§ FRAGMENTO DEL DOCUMENTO
El hombre, comparado con el animal es, según Arnold Gehlen, un «ser desprovisto» (Mángelwesen), un ser lleno de defectos que en un nivel orgánico no está caracterizado ni diferenciado en lo referente a los instintos, sin «ambiente» natural y, por tanto, obligado a crear por sí mismo, con su propia actividad, las condiciones de su existencia, su propio mundo.
Lo que en relación con el animal puede, en un primer momento, calificarse como defecto, si lo miramos desde otro punto de vista resulta ser una ventaja: precisamente como «ser desprovisto», el hombre está destinado a convertirse en un Prometeo que compensa su propia inadaptación natural creando una «segunda naturaleza», la cultura. Precisamente en este sentido de insuficiencia podría determinarse una de las razones de base que ha inducido ya a los hombres primitivos a modificar su propio cuerpo desnudo con pinturas, tatuajes y adornos con el fin de perfeccionarlo.
La vida de los pueblos primitivos estaba caracterizada en gran medida por la influencia de la magia y de los espíritus, a los que se les atribuía el origen de todos los males, de otra forma incomprensibles. Sucesos nefastos como la muerte, la enfermedad o las catástrofes de la naturaleza se creían determinados no por causas naturales, sino por una magia hostil desarrollada por otros hombres, por la acción de espíritus o por otras fuerzas mentales no encarnadas en una forma física. La imposibilidad de defenderse con otro tipo de magias alternativas, cuyas prácticas generalmente pocos especialistas conocían, se contrarrestaba llevando encima amuletos que ahuyentaban, según la opinión general, las influencias maléficas sin la necesidad de una intervención directa.
La ornamentación, particularmente la practicada sobre los orificios del cuerpo tiene su origen sobre todo en este intento mágico inicial de protegerse de los espíritus; se creía que las influencias maléficas de un mago o de un espíritu podían penetrar fácilmente a través de estas aberturas y por ello se adornaban las orejas, la boca, la nariz, etc. con amuletos y otros objetos mágicos, cuya función era defensiva. En algunas culturas el uso de aros y anillas en torno al cuello tiene su origen en una intención evidentemente mágica.
Efectivamente, en los pueblos primitivos la pintura del cuerpo, el tatuaje y los elementos ornamentales en general tienen como punto de partida la región genital y muy a menudo están en relación con fenómenos específicos de la vida sexual, como, por ejemplo, el rito de iniciación de la pubertad y en el matrimonio.
En relación con este tema me parecen pertinentes las consideraciones de Jean Huizinga, que acusa a la etnología y a sus ciencias afines de haber dado muy poco relieve al concepto de juego. Afirma que «la civilización humana surge y se desarrolla en el juego y como juego»; incluso considera que «éste es más antiguo que la cultura».
Refiriéndose a la concepción de Friedrich Schiller, que habla de un impulso innato hacia el juego, Huizinga encuentra en el hombre «una instintiva y espontánea necesidad de adornar», a la que asigna con razón una función lúdica. «La selvática extravagancia de las máscaras de los pueblos primitivos, el entrelazado de figuras en los fetiches, la mágica mezcla de motivos ornamentales, la contorsión caricaturesca de figuras humanas y animales suscitan en la mente la asociación con el plano lúdico».

§ TAREAS
1. Según el fragmento, ¿por qué se adornaban las orejas, la boca y la nariz con amuletos?
2. Copia literalmente el tramo del fragmento que va desde "Efectivamente, en los" hasta "en el matrimonio.".

§ LOS DATOS

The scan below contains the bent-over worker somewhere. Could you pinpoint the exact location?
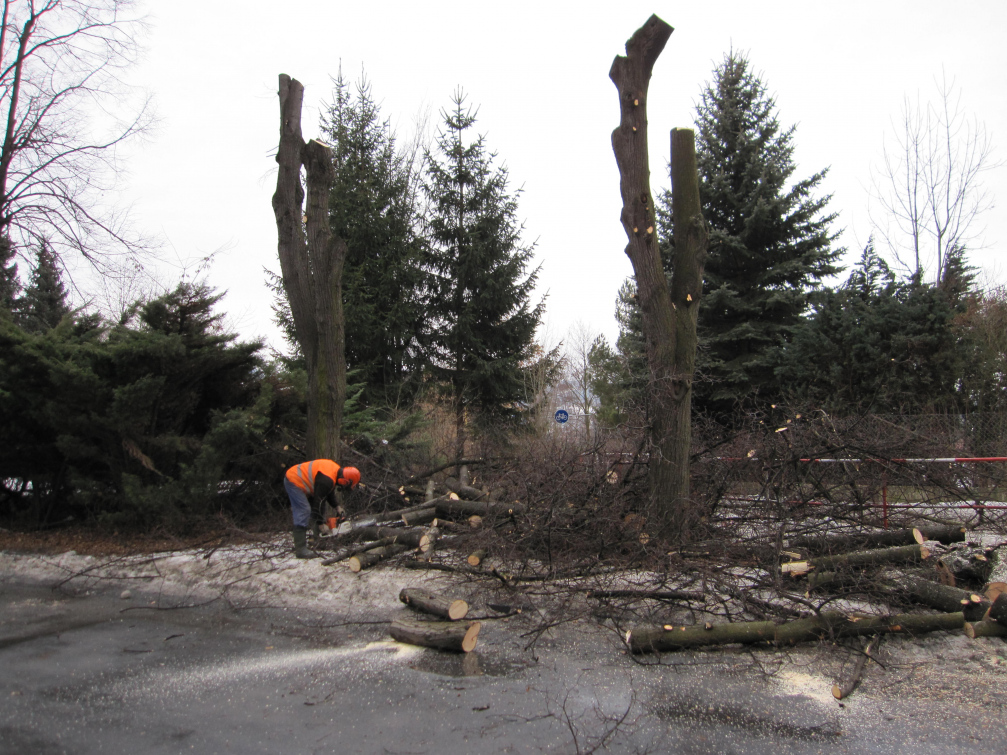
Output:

§ RESPUESTAS
1. Porque se creía que las influencias maléficas de un mago o de un espíritu podían penetrar fácilmente a través de esas aberturas.

2.
Efectivamente, en los pueblos primitivos la pintura del cuerpo, el tatuaje y los elementos ornamentales en general tienen como punto de partida la región genital y muy a menudo están en relación con fenómenos específicos de la vida sexual, como, por ejemplo, el rito de iniciación de la pubertad y en el matrimonio.